ТЕКСТ:
Раскрепощенное слово

Не пора ли развязать себе руки и слово для действия, для примера, не пора ли разбудить дремлющее сознание народа?

Герцен

Суд чести над Гервегом! Эта мысль владела Герценом с силой одержимости. Для того и пересек он Ла-Манш, можно сказать, с зажмуренными глазами, — так отвратительно ему самое зрелище моря после катастрофы с матерью и сыном. Но здесь, в Англии, сосредоточены все виднейшие представители демократической эмиграции, в которых Герцен видел будущих членов «суда чести».

Здесь прославленный итальянский революционер Маццини, который писал Герцену: «…останьтесь в Европе с нами, старыми борцами». Здесь Луи Блан — левофланговый французского революционного движения. Здесь Александр Ледрю-Роллен, кумир французских крестьян. Здесь венгр Людвиг Кошут, о котором Маркс сказал, что, «кроме ораторского таланта, Кошут обладает великим талантом молчать». Здесь Станислав Ворцель, польский социалист-утопист. Здесь Готфрид Кинкель, бежавший из немецкой каторжной тюрьмы. Здесь Арнольд Руге, «невежда и всеобъемлющий философ», по слову того же беспощадного Маркса. Здесь Виктор Гюго, отсюда, из Англии, бомбардирующий Наполеона III язвительными памфлетами. Здесь, наконец, и сам Карл Маркс, который написал из Лондона Энгельсу в Манчестер: «…Герцен здесь и рассылает повсюду мемуары, направленные против Гервега…»

ИСХОДНЫЕ МАТЕРИАЛЫ:
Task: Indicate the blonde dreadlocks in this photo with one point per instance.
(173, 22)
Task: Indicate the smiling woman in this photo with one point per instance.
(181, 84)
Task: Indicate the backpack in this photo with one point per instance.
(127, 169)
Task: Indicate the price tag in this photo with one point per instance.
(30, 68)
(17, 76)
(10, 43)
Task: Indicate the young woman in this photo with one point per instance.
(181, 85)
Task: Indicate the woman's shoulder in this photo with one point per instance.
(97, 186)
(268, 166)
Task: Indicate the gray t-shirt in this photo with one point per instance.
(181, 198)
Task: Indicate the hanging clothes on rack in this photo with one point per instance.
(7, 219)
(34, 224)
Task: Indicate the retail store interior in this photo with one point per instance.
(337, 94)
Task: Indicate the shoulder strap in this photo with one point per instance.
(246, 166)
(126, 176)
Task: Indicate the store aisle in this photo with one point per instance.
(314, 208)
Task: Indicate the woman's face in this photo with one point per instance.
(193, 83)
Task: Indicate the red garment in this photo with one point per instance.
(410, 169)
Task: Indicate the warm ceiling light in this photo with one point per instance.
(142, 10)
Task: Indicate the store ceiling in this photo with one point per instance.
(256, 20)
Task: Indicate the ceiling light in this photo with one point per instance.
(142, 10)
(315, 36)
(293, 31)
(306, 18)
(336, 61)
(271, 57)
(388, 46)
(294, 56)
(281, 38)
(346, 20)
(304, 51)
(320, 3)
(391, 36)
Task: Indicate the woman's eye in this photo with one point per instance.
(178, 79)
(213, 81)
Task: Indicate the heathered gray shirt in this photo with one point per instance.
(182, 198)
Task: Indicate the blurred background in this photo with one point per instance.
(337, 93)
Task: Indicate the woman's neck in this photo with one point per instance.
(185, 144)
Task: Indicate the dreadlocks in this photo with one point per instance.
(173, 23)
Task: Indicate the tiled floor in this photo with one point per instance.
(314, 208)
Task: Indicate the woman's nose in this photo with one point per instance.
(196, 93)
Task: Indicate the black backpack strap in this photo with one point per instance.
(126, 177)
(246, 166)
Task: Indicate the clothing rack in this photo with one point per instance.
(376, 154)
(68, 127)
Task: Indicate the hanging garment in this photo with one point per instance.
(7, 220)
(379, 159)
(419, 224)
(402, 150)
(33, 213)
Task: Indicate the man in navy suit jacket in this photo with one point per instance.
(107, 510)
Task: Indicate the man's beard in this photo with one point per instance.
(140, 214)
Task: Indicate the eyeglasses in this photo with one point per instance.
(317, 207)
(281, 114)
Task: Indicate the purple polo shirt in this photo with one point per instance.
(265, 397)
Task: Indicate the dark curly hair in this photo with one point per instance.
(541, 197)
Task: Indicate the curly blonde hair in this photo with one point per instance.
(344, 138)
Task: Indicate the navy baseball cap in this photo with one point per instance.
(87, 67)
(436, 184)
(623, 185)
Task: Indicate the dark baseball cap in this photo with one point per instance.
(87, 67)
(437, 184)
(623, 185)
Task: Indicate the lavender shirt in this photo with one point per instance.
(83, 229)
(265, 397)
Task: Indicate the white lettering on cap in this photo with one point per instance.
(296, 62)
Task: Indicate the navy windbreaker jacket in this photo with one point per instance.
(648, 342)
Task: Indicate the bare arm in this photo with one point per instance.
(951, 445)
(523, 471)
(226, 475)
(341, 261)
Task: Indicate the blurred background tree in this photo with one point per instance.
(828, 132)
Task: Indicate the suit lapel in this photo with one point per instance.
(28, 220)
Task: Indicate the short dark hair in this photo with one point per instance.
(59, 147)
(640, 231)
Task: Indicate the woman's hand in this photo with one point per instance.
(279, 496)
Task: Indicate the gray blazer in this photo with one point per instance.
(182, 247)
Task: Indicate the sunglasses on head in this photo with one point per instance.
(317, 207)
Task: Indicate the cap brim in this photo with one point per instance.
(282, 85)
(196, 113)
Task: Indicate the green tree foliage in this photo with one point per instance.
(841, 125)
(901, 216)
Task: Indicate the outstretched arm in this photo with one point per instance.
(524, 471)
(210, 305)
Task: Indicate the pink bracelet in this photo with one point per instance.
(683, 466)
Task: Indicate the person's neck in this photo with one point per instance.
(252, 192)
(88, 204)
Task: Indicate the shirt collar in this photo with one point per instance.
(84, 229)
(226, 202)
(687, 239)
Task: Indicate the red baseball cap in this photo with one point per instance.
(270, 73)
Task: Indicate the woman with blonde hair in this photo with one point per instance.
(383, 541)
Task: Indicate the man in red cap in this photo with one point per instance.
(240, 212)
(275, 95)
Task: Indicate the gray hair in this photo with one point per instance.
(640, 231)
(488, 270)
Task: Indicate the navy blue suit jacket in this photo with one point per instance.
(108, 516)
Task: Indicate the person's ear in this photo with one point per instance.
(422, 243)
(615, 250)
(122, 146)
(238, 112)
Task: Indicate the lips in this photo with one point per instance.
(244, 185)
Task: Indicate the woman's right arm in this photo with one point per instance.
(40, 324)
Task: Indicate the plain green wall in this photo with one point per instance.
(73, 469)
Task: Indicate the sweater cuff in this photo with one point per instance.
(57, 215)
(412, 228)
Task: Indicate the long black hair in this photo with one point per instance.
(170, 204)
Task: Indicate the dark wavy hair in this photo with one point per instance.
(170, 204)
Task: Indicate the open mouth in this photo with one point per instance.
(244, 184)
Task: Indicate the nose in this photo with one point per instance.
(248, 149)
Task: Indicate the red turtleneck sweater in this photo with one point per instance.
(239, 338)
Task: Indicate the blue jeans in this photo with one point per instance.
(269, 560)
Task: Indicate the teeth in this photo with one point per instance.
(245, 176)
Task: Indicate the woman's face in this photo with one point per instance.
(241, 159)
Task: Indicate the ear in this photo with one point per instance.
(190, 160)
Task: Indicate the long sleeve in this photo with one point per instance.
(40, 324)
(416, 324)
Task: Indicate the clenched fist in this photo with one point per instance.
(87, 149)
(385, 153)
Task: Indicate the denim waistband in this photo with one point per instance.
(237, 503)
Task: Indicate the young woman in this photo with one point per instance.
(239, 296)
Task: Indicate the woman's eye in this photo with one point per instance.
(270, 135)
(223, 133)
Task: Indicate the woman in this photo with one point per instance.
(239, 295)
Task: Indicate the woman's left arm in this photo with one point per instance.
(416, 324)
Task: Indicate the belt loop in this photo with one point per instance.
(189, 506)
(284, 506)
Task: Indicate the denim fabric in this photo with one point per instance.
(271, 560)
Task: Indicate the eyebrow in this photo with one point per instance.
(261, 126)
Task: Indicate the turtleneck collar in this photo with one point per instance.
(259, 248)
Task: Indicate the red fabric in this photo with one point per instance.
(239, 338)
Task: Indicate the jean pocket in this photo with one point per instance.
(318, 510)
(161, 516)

ЧТО СДЕЛАТЬ:
1. Выпишите все географические названия, которые встречаются в тексте о Герцене в Англии.
2. Напишите, что идёт дальше в тексте о Герцене в Англии, сразу после его последнего предложения.

ОТВЕТЫ К ЗАДАНИЯМ:
1. Ла-Манш, Англия, Европа, Лондон, Манчестер

2.
Никто из этих людей не был равнодушен к Герцену. Ему сочувствовали, его ободряли. Он внушал людям симпатию, некоторым — любовь и восхищение. Но под тем или иным предлогом все уклонялись от участия в «суде чести». То, что для Герцена было делом кровным, составляло сейчас его главный жизненный интерес, казалось им чисто личным эпизодом из интимных переживаний Герцена, а с общественной точки зрения — чем-то неважным, мелким, ненужным, наконец, просто неудобным для публичного обсуждения.

Не менее двух месяцев понадобилось, чтобы это дошло до Герцена. С горестным изумлением наконец убедился он в провале своего замысла. Это был жестокий удар по самолюбию. Он признавался в этом: «…я стал мало-помалу разглядывать, что здание, которое я выводил, не имеет грунта, что оно непременно рухнет. Я был унижен, мое самолюбие было оскорблено, я сердился на самого себя».

А время, великий утешитель, делало свое дело. Оно подружило Герцена с Англией. Он жил близ Примроз Гиля.

«Квартиру нашел превосходную, даль страшная отовсюду, — писал он Маше Рейхель. — …остатки от всех потерь и кораблекрушения прибило к совершенно чужому берегу…»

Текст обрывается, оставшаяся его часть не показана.